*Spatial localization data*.

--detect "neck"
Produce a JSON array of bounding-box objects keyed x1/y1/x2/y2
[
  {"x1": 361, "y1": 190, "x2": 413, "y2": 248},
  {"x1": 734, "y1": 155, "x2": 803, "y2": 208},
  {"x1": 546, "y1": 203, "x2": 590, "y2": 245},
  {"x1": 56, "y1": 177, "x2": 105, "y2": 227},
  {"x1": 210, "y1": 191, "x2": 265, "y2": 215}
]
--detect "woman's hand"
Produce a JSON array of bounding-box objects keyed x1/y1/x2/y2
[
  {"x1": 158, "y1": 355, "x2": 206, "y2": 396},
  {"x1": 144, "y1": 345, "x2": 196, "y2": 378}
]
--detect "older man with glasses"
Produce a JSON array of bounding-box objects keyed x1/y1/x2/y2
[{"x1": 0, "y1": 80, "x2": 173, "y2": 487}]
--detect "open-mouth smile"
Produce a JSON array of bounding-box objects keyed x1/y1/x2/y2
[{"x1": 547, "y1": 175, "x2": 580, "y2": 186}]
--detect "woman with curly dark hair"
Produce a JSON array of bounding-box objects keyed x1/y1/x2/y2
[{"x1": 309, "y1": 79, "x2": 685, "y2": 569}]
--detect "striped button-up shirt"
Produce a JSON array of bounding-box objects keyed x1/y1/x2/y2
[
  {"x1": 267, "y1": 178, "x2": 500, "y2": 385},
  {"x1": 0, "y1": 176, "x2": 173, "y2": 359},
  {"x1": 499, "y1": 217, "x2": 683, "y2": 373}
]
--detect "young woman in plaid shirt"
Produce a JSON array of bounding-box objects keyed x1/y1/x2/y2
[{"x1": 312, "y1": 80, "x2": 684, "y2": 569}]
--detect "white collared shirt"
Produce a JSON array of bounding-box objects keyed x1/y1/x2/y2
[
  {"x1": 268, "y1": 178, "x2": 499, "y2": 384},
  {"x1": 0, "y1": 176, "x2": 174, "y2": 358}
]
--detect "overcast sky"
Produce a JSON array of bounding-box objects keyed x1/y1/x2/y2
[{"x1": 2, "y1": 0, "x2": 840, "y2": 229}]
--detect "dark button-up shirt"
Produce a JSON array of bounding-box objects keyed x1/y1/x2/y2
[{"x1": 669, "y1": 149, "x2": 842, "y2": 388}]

*Task*.
With the line containing "with curly dark" as the first and the last line of the data as the final one, copy every line between them exactly, those two included.

*Result*.
--detect "woman with curly dark hair"
Produce a JSON array of bounding-box objects keyed x1/y1/x2/y2
[{"x1": 309, "y1": 79, "x2": 685, "y2": 569}]
--detect "striped button-up shirt"
Produce a JSON array of bounding-box objects keyed x1/y1/x2/y2
[
  {"x1": 267, "y1": 178, "x2": 500, "y2": 385},
  {"x1": 0, "y1": 176, "x2": 173, "y2": 359},
  {"x1": 499, "y1": 217, "x2": 683, "y2": 373}
]
--detect "young woman in plaid shirt"
Produce a JSON array of bounding-box objects keyed x1/y1/x2/y2
[{"x1": 312, "y1": 80, "x2": 684, "y2": 569}]
--detect "white collared shirt"
Produce a JSON array of bounding-box objects keyed x1/y1/x2/y2
[
  {"x1": 268, "y1": 178, "x2": 499, "y2": 384},
  {"x1": 0, "y1": 176, "x2": 174, "y2": 358}
]
--detect "overcast sky"
Produce a JSON array of bounding-box objects keyed x1/y1/x2/y2
[{"x1": 2, "y1": 0, "x2": 840, "y2": 229}]
--detect "dark button-up shirt"
Produce a JSON array of bounding-box objects keyed x1/y1/x2/y2
[{"x1": 669, "y1": 149, "x2": 842, "y2": 388}]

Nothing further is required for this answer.